▶

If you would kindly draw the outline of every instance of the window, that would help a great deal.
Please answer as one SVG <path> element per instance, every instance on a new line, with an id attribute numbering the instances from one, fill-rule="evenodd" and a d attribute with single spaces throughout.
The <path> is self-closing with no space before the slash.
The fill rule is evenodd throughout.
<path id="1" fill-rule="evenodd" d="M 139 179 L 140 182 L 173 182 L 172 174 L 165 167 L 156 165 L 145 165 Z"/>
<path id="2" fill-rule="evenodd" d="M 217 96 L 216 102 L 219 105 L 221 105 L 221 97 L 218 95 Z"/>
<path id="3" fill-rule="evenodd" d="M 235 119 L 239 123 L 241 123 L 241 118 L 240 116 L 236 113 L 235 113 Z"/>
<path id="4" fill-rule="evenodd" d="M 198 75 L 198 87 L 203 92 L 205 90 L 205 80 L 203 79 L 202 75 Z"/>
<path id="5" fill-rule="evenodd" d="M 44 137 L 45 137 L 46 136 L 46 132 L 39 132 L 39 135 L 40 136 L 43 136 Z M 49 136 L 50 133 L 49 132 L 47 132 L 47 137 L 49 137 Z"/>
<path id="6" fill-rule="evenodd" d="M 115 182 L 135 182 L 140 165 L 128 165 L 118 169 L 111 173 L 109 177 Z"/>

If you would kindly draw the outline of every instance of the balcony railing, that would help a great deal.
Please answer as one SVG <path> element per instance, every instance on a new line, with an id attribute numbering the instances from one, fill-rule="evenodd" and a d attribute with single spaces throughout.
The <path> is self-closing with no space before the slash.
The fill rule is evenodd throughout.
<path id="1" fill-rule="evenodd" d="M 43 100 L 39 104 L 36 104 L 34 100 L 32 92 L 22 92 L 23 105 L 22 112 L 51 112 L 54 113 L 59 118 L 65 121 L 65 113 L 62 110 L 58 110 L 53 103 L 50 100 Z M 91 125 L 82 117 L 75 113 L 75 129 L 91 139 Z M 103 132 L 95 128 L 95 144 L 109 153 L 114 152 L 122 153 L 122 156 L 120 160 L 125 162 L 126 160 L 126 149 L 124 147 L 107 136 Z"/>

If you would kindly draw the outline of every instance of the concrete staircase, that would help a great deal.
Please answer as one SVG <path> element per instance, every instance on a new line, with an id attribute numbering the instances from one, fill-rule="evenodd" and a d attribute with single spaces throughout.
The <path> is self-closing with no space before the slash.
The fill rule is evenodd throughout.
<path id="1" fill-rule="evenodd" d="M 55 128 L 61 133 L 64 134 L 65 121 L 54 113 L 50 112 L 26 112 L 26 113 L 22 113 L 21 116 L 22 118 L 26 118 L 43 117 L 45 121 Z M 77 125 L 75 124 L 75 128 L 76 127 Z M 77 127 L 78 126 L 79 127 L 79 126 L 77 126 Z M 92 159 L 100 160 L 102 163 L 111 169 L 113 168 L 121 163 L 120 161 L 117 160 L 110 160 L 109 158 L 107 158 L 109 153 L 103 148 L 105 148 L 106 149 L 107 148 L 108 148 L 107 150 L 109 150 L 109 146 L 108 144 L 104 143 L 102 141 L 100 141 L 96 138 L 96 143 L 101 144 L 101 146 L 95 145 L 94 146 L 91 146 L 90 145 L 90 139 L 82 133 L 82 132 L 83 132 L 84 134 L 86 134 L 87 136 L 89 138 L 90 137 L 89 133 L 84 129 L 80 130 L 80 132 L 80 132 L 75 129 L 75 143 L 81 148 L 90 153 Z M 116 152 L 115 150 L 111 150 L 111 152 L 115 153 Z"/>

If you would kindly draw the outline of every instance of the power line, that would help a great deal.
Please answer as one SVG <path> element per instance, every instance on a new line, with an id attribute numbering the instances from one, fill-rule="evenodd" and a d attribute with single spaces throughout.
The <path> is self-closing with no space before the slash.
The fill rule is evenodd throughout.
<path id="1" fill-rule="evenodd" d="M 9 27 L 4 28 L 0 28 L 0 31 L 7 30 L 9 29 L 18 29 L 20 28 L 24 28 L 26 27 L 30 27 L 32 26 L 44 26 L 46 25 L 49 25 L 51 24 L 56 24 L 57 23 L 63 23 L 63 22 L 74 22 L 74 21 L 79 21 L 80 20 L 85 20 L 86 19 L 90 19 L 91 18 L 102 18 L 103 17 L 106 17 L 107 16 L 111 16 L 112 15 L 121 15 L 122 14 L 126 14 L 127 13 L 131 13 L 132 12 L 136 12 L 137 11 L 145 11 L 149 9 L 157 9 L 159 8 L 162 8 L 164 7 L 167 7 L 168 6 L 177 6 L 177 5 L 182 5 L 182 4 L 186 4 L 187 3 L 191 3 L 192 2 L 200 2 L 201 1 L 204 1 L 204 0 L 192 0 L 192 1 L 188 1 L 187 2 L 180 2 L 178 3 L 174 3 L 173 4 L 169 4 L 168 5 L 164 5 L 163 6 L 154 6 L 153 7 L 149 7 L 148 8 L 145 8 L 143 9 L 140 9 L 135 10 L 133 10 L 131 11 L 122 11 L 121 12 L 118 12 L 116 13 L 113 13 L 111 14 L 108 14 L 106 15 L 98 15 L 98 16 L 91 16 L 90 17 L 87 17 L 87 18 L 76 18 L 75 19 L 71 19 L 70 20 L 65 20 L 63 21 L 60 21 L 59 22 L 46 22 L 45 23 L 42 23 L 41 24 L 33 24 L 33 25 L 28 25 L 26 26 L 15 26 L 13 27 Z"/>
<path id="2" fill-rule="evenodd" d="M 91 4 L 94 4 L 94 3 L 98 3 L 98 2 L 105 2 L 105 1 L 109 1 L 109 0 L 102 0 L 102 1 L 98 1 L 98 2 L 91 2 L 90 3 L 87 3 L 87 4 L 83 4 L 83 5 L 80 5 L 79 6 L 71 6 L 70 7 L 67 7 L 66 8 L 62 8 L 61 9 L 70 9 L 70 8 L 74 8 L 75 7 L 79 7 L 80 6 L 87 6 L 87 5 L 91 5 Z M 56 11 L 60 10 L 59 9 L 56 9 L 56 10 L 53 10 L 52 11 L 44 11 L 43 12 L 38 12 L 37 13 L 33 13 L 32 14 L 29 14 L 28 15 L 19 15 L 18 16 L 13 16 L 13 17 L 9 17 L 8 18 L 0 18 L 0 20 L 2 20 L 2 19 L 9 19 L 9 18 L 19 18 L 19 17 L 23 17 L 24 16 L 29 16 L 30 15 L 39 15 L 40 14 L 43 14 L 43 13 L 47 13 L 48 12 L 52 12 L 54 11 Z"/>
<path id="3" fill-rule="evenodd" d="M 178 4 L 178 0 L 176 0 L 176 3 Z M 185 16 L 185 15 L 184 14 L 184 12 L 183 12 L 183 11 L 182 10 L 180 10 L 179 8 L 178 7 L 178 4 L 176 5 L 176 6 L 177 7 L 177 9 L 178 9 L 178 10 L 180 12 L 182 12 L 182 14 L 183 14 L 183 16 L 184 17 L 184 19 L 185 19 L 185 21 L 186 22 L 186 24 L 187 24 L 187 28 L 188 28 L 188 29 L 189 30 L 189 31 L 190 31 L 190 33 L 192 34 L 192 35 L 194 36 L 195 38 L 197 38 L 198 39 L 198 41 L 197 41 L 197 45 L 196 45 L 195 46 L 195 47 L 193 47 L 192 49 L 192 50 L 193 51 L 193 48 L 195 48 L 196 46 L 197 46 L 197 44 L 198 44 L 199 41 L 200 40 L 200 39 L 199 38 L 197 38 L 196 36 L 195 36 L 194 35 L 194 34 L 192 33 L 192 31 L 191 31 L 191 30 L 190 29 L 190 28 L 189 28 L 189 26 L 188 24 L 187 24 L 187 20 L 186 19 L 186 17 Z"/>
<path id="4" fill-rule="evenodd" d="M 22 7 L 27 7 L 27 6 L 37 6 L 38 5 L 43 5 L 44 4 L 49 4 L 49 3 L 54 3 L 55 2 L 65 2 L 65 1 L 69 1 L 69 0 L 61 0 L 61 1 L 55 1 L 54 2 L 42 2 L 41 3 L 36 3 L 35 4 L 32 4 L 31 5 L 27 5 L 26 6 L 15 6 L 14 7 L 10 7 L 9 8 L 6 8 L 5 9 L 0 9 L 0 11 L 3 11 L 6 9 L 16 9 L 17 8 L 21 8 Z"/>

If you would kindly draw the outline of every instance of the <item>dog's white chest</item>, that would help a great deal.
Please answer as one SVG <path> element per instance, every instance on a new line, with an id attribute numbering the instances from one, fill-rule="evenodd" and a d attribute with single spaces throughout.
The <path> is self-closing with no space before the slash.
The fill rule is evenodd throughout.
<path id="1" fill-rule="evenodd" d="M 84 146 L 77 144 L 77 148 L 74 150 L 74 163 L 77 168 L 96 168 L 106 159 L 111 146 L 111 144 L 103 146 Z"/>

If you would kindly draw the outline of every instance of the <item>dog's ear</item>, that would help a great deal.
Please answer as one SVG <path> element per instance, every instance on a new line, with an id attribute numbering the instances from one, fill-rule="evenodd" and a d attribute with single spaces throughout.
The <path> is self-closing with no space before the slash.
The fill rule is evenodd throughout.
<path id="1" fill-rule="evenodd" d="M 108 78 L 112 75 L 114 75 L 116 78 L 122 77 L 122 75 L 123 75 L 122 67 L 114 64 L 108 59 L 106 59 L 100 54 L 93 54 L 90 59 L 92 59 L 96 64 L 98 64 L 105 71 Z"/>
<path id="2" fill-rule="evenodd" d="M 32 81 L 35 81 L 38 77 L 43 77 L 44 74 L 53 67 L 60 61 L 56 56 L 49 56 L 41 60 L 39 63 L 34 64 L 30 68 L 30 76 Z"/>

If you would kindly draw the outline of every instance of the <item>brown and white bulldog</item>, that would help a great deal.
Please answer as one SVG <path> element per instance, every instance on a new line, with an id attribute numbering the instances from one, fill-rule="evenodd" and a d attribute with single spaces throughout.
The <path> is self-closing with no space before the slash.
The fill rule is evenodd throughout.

◀

Work to do: Can you put the entries into a Markdown table with the columns Row and Entry line, one numbered row per line, leaving out blank lines? Begin at the first line of the entries and stop after the line that contains "217 96 L 216".

Worked answer:
| Row | Entry line |
|---|---|
| 1 | If you would kindly draw the outline of every instance of the window, that would help a great deal. |
| 2 | Please answer as one SVG <path> element per instance, every instance on a new line, with an id attribute numbering the instances from one, fill-rule="evenodd" and a d attribute with single spaces throughout. |
| 3 | The <path> is self-closing with no space before the slash. |
| 4 | The fill rule is evenodd throughout. |
| 5 | <path id="1" fill-rule="evenodd" d="M 139 179 L 140 182 L 173 182 L 172 174 L 165 167 L 156 165 L 145 165 Z"/> |
| 6 | <path id="2" fill-rule="evenodd" d="M 217 96 L 216 102 L 219 105 L 221 105 L 221 97 L 218 95 Z"/> |